Segment Start: TASK MATERIAL
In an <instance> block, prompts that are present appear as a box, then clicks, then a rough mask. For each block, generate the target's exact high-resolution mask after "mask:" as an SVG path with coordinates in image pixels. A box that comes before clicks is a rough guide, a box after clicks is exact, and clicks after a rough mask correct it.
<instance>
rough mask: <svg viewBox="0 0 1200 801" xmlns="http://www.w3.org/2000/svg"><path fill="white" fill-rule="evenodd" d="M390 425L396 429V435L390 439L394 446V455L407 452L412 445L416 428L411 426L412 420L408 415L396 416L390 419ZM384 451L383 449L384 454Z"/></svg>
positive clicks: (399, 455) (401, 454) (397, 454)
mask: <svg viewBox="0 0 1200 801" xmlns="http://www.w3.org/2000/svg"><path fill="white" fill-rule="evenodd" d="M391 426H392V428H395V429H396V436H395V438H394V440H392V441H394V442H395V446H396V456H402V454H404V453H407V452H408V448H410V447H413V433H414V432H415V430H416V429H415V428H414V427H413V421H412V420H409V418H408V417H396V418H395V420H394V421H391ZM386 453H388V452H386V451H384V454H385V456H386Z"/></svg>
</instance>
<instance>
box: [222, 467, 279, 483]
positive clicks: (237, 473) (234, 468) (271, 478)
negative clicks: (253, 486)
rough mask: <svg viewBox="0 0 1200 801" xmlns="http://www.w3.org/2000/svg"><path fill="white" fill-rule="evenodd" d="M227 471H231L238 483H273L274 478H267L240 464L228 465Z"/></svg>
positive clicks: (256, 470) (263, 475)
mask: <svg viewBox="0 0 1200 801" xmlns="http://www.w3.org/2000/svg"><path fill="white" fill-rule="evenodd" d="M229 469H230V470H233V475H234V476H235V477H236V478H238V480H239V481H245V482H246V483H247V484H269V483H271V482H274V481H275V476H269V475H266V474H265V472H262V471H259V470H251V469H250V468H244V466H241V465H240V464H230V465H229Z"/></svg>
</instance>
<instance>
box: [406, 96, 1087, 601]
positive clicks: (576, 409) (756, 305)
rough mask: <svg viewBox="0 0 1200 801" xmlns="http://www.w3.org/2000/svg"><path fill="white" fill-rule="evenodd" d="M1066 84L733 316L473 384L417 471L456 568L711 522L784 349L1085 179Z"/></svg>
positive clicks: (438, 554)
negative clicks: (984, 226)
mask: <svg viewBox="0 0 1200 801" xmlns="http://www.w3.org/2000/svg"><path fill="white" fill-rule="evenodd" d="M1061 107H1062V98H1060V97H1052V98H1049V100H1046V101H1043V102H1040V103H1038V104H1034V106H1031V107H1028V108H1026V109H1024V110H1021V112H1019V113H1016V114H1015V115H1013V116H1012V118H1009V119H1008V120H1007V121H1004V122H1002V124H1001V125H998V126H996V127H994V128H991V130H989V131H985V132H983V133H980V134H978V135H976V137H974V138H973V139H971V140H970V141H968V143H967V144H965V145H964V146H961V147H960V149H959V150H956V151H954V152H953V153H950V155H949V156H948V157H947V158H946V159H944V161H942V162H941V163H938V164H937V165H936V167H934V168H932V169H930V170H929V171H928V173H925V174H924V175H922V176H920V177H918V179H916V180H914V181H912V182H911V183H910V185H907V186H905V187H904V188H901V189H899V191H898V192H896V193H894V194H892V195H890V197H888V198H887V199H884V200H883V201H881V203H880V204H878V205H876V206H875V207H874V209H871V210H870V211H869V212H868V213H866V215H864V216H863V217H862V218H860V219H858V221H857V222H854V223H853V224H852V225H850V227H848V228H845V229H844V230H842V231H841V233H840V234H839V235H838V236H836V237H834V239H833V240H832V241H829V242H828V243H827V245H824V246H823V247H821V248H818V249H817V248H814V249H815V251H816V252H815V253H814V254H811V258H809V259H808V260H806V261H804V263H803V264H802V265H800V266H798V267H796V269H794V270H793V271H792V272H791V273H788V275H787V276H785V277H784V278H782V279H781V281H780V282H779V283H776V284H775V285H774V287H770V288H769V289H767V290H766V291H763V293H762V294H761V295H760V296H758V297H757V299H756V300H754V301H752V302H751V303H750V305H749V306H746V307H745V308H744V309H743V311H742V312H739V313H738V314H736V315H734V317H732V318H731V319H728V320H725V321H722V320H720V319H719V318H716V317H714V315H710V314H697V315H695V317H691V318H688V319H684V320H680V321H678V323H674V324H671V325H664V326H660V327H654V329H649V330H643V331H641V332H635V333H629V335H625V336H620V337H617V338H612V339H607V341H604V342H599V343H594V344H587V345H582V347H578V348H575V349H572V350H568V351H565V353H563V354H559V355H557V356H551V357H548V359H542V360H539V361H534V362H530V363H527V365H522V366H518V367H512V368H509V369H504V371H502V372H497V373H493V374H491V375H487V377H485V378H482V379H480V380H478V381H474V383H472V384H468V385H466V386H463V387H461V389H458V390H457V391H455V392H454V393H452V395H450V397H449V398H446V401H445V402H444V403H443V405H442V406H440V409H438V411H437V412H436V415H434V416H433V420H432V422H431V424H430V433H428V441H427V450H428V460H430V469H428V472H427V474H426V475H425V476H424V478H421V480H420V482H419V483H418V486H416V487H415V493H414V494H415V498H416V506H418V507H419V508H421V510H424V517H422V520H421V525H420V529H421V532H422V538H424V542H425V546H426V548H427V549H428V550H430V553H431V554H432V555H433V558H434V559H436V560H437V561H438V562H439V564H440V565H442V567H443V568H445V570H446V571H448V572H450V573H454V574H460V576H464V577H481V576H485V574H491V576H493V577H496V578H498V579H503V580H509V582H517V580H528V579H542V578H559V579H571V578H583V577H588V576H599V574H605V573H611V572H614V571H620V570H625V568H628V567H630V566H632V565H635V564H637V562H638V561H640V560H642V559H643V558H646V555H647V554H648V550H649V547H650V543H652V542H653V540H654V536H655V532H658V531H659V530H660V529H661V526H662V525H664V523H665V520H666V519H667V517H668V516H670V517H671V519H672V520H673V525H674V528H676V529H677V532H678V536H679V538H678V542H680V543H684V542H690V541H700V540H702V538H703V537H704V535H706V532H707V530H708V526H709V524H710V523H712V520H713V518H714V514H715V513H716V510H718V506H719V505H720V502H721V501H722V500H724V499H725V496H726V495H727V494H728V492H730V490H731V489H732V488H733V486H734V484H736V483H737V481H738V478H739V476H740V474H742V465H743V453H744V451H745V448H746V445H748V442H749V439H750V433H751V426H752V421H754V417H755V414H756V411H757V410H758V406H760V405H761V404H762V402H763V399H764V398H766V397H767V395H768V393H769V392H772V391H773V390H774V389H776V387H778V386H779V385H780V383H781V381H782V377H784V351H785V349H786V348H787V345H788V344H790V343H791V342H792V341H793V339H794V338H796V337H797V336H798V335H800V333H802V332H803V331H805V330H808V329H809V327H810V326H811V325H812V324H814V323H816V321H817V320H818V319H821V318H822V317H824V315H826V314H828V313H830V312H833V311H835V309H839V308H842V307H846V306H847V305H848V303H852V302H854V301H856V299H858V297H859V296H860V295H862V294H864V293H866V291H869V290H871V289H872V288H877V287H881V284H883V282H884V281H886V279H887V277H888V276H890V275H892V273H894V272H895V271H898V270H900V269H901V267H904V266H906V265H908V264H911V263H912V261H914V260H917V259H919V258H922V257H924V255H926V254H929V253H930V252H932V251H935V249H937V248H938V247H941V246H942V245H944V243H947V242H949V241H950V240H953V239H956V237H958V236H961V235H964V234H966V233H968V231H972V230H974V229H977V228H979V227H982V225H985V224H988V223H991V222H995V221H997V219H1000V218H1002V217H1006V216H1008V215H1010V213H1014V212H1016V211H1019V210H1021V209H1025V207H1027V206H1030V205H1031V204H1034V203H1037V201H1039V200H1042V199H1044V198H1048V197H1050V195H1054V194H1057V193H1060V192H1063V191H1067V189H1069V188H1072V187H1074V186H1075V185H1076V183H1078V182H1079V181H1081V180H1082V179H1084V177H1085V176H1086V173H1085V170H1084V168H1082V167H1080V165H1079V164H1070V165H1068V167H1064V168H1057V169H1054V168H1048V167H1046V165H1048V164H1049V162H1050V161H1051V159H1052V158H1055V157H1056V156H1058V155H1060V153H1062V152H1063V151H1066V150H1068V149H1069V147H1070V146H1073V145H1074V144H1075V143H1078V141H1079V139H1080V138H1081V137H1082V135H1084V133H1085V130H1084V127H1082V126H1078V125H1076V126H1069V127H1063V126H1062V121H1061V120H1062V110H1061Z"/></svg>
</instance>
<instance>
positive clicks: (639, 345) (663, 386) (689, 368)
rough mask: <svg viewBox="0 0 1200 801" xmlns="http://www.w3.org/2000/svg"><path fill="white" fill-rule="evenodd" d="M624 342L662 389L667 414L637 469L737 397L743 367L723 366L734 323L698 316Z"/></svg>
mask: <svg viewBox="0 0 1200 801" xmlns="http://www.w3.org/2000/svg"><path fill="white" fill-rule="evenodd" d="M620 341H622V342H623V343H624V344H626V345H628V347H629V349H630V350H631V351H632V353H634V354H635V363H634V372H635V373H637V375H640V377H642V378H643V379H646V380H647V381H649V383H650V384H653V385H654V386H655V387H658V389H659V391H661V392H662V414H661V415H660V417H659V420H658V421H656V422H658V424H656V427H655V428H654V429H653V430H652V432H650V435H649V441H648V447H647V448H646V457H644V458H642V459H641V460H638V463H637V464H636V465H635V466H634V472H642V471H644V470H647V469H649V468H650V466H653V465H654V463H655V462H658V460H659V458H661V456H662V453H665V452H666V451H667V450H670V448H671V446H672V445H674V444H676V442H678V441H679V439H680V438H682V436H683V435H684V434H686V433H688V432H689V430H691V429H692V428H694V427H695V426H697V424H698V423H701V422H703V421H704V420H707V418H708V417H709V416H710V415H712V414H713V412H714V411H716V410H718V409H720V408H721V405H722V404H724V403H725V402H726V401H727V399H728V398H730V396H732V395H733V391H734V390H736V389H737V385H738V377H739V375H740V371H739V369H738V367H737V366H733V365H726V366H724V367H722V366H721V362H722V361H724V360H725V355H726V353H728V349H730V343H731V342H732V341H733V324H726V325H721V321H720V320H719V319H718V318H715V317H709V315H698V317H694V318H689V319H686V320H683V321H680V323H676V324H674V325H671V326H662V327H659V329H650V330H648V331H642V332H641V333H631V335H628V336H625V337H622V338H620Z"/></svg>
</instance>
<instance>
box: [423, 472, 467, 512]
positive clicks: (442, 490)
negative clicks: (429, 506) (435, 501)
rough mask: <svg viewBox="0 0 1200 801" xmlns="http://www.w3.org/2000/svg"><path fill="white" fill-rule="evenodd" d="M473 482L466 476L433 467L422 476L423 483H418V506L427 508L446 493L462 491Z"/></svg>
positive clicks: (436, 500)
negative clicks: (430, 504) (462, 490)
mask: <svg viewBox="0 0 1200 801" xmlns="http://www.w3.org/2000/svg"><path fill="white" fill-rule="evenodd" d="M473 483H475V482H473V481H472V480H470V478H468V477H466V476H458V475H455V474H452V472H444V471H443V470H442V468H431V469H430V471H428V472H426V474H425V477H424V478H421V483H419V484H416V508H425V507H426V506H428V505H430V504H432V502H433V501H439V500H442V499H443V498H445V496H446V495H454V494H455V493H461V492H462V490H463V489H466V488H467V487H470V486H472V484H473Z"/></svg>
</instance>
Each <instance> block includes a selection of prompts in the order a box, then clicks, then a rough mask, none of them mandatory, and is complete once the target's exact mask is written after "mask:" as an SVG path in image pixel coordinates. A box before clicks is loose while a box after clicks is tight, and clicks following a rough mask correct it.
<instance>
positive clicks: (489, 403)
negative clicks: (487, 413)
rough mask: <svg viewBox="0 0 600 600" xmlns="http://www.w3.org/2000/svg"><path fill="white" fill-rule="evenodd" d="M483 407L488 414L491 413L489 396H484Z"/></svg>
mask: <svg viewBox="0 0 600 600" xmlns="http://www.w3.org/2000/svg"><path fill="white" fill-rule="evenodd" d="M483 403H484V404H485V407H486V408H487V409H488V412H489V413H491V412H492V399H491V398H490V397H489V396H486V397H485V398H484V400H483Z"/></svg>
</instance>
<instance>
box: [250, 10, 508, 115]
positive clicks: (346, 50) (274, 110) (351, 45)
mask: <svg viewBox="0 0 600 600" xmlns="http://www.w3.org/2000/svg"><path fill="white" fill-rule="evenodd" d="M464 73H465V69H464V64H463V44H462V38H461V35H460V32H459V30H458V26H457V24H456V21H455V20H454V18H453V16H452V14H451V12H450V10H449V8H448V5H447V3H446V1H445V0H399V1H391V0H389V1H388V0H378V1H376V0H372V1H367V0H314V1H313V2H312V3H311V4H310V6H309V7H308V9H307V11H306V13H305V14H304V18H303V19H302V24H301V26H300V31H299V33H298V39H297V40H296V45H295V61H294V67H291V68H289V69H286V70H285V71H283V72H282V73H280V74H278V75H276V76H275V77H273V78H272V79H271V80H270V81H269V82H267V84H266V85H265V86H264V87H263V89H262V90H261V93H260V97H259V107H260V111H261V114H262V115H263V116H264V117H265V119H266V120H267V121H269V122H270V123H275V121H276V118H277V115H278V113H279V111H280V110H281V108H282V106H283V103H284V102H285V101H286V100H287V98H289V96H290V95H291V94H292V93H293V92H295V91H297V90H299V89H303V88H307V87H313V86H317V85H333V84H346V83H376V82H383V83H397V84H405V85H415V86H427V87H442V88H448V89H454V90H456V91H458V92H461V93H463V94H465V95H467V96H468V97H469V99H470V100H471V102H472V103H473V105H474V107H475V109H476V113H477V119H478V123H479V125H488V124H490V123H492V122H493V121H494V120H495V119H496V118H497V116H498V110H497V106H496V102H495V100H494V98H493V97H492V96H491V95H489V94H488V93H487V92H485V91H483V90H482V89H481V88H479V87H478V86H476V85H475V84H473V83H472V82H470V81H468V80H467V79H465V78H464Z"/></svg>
Segment End: TASK MATERIAL
→ **WORK TO COMPLETE**
Search the data above and return each line in which "after" occurs.

→ **RESPONSE**
In an <instance> block, prompts that are present appear as a box, then clicks, then a rough mask. For each block, generate the target's exact high-resolution mask after "mask:" as an SVG path with coordinates in image pixels. A box that comes before clicks is a rough guide, a box after clicks is exact, and clicks after a rough mask correct it.
Each <instance> block includes a selection of prompts in the order a box, then clicks, then a rough mask, none of them mandatory, and is complete once the target's exact mask is written after "mask:" as an SVG path in image pixel coordinates. A box before clicks is loose while a box after clicks is tight, and clicks following a rough mask correct it.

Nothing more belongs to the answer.